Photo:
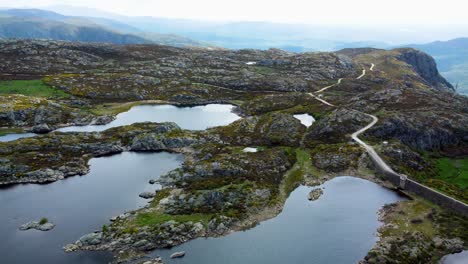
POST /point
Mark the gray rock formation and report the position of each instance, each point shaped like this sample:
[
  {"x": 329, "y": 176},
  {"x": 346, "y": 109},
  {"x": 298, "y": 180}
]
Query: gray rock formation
[
  {"x": 426, "y": 67},
  {"x": 37, "y": 225}
]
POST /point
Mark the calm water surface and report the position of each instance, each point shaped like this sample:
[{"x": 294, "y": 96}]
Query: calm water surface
[
  {"x": 338, "y": 228},
  {"x": 193, "y": 118},
  {"x": 306, "y": 119},
  {"x": 77, "y": 205}
]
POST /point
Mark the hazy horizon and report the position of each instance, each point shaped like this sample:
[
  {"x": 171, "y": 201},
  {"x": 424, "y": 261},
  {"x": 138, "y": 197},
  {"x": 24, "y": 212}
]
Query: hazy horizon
[{"x": 362, "y": 20}]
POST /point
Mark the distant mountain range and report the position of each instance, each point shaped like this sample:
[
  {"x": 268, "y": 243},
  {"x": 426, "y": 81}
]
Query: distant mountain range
[
  {"x": 42, "y": 24},
  {"x": 91, "y": 25},
  {"x": 452, "y": 60}
]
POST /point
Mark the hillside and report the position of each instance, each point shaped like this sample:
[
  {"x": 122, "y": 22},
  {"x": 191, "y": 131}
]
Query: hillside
[
  {"x": 452, "y": 60},
  {"x": 41, "y": 24},
  {"x": 420, "y": 130}
]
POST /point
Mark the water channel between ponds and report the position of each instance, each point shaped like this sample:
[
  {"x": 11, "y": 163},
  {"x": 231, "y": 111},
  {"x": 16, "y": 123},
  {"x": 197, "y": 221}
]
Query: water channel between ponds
[
  {"x": 193, "y": 118},
  {"x": 77, "y": 205},
  {"x": 339, "y": 227}
]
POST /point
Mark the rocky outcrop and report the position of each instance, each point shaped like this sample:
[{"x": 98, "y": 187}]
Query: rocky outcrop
[
  {"x": 38, "y": 225},
  {"x": 55, "y": 156},
  {"x": 426, "y": 67},
  {"x": 315, "y": 194},
  {"x": 271, "y": 129},
  {"x": 336, "y": 127}
]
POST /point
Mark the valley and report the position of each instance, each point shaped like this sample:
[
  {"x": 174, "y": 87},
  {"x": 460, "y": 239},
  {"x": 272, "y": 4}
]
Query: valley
[{"x": 395, "y": 101}]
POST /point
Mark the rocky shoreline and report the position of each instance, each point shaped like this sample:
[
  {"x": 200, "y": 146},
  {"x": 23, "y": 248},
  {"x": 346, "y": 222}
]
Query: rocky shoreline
[{"x": 221, "y": 188}]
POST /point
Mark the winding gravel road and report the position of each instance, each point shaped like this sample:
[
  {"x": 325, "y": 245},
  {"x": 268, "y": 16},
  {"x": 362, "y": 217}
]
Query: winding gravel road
[{"x": 355, "y": 136}]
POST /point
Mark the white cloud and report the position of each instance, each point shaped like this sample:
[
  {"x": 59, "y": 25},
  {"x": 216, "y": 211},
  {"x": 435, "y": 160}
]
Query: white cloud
[{"x": 342, "y": 12}]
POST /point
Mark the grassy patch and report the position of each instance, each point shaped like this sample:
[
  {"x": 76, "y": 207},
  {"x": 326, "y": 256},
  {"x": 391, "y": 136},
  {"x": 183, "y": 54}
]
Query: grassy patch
[
  {"x": 295, "y": 176},
  {"x": 31, "y": 88},
  {"x": 454, "y": 171},
  {"x": 263, "y": 70},
  {"x": 112, "y": 108},
  {"x": 158, "y": 218},
  {"x": 408, "y": 211},
  {"x": 5, "y": 131}
]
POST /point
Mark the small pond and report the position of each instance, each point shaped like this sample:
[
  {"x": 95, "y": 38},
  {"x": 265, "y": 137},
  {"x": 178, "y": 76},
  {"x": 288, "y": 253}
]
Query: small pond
[
  {"x": 306, "y": 119},
  {"x": 77, "y": 205},
  {"x": 339, "y": 227},
  {"x": 193, "y": 118}
]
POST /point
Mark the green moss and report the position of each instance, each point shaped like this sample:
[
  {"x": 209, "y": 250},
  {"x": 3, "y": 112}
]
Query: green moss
[
  {"x": 5, "y": 131},
  {"x": 296, "y": 175},
  {"x": 158, "y": 218},
  {"x": 407, "y": 211},
  {"x": 31, "y": 88},
  {"x": 263, "y": 70},
  {"x": 453, "y": 171}
]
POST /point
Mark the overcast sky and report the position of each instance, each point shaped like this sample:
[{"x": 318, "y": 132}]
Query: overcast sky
[{"x": 341, "y": 12}]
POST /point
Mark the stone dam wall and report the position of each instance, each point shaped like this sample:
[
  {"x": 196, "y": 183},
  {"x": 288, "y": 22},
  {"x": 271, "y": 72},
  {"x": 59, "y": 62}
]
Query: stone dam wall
[{"x": 406, "y": 184}]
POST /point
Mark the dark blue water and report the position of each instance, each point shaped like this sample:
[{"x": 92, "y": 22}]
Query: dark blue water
[
  {"x": 193, "y": 118},
  {"x": 458, "y": 258},
  {"x": 15, "y": 136},
  {"x": 77, "y": 205},
  {"x": 338, "y": 228}
]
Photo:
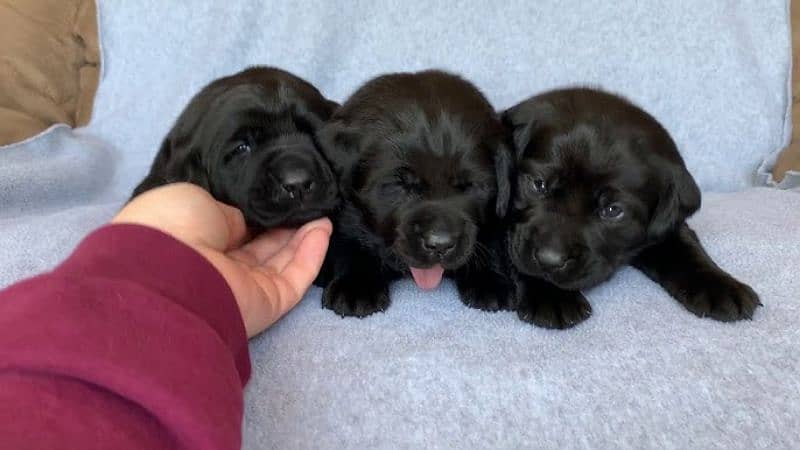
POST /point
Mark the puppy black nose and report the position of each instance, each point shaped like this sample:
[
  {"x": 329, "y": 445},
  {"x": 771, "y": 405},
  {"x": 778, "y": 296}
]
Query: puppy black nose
[
  {"x": 297, "y": 182},
  {"x": 552, "y": 258},
  {"x": 440, "y": 242}
]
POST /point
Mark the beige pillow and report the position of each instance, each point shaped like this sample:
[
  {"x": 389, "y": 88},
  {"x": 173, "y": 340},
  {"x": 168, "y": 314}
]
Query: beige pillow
[
  {"x": 49, "y": 65},
  {"x": 789, "y": 159}
]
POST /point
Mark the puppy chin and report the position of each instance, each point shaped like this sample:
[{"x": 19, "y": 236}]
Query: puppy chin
[{"x": 584, "y": 279}]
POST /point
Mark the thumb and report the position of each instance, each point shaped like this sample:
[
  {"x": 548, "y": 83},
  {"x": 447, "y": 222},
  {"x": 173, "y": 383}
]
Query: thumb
[{"x": 237, "y": 228}]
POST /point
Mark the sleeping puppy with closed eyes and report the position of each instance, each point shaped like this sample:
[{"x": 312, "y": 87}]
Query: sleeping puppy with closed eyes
[
  {"x": 423, "y": 164},
  {"x": 249, "y": 140},
  {"x": 600, "y": 184}
]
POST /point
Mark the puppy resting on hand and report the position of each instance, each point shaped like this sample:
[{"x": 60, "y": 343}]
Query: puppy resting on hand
[{"x": 249, "y": 140}]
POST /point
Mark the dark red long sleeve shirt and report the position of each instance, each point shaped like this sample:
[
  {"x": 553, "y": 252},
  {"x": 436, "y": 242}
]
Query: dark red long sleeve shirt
[{"x": 134, "y": 342}]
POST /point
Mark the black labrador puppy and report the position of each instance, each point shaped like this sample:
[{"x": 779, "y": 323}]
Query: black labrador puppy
[
  {"x": 423, "y": 164},
  {"x": 249, "y": 140},
  {"x": 601, "y": 184}
]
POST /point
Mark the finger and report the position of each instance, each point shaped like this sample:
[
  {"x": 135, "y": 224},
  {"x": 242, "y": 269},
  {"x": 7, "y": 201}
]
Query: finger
[
  {"x": 237, "y": 228},
  {"x": 279, "y": 260},
  {"x": 306, "y": 262},
  {"x": 264, "y": 246}
]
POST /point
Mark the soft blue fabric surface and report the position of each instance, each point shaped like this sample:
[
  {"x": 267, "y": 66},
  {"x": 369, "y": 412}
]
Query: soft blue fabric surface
[{"x": 430, "y": 373}]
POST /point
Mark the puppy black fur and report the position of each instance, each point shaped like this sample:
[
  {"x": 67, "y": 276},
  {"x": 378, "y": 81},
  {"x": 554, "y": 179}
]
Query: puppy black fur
[
  {"x": 249, "y": 140},
  {"x": 600, "y": 184},
  {"x": 423, "y": 164}
]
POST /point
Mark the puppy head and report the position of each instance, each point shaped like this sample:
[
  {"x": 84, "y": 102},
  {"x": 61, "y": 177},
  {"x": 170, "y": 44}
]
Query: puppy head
[
  {"x": 423, "y": 158},
  {"x": 598, "y": 179},
  {"x": 249, "y": 140}
]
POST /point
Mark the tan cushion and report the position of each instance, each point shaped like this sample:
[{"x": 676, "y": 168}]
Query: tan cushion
[
  {"x": 789, "y": 159},
  {"x": 49, "y": 65}
]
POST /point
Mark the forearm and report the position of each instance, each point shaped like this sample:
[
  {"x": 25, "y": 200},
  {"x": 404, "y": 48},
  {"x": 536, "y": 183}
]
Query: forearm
[{"x": 134, "y": 342}]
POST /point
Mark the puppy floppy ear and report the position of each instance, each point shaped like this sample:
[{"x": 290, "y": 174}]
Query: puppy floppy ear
[
  {"x": 313, "y": 115},
  {"x": 503, "y": 167},
  {"x": 526, "y": 121},
  {"x": 173, "y": 165},
  {"x": 679, "y": 198},
  {"x": 340, "y": 146}
]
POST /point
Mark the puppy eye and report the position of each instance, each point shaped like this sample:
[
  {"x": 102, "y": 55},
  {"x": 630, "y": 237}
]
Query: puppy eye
[
  {"x": 611, "y": 212},
  {"x": 242, "y": 148},
  {"x": 464, "y": 185},
  {"x": 538, "y": 184}
]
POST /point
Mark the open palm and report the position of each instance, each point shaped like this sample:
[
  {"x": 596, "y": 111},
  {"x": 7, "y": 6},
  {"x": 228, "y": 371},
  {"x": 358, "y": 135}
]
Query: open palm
[{"x": 268, "y": 275}]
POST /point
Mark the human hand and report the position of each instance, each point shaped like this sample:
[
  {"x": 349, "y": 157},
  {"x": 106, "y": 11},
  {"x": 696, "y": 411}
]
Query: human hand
[{"x": 268, "y": 275}]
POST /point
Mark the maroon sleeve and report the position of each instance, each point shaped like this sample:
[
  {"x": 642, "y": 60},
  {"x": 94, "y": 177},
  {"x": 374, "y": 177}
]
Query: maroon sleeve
[{"x": 135, "y": 342}]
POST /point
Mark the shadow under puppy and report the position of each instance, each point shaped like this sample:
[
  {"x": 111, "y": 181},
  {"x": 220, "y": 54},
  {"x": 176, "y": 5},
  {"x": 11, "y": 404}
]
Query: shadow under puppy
[
  {"x": 249, "y": 140},
  {"x": 600, "y": 184},
  {"x": 423, "y": 166}
]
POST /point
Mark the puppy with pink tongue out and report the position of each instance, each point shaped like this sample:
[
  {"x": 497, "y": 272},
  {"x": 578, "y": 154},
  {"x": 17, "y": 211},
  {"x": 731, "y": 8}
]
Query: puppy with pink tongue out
[{"x": 423, "y": 165}]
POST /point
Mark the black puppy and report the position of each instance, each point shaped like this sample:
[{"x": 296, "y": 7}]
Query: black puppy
[
  {"x": 601, "y": 184},
  {"x": 249, "y": 140},
  {"x": 423, "y": 166}
]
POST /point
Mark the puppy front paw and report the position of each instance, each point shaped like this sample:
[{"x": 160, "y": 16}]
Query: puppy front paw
[
  {"x": 720, "y": 297},
  {"x": 350, "y": 295},
  {"x": 488, "y": 293},
  {"x": 554, "y": 308}
]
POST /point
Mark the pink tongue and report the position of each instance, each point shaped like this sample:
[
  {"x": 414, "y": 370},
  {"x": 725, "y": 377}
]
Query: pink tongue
[{"x": 428, "y": 278}]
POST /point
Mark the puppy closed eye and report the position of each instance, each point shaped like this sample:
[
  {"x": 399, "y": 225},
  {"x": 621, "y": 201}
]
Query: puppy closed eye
[
  {"x": 403, "y": 182},
  {"x": 243, "y": 145},
  {"x": 535, "y": 184},
  {"x": 611, "y": 212}
]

———

# Your objective
The lines to reproduce run from the one containing "Query: black puppy" to the last line of the listing; print them exactly, including both ends.

# Response below
Query: black puppy
[
  {"x": 601, "y": 184},
  {"x": 249, "y": 140},
  {"x": 423, "y": 166}
]
POST /point
Mark the puppy front paw and report the position of each instance, each point shaped like this sample:
[{"x": 160, "y": 16}]
Query: puppy front paw
[
  {"x": 720, "y": 297},
  {"x": 350, "y": 295},
  {"x": 488, "y": 293},
  {"x": 554, "y": 308}
]
POST /point
Mark the pink tongue and report the position of each instance, each point shaped like this sample:
[
  {"x": 414, "y": 370},
  {"x": 725, "y": 377}
]
Query: pink tongue
[{"x": 428, "y": 278}]
POST /point
Mark the puppy closed eye and report the position of each instance, each point shaped like this sample:
[
  {"x": 399, "y": 225},
  {"x": 621, "y": 201}
]
Query: puppy closed eye
[
  {"x": 403, "y": 182},
  {"x": 243, "y": 145},
  {"x": 535, "y": 184},
  {"x": 611, "y": 212}
]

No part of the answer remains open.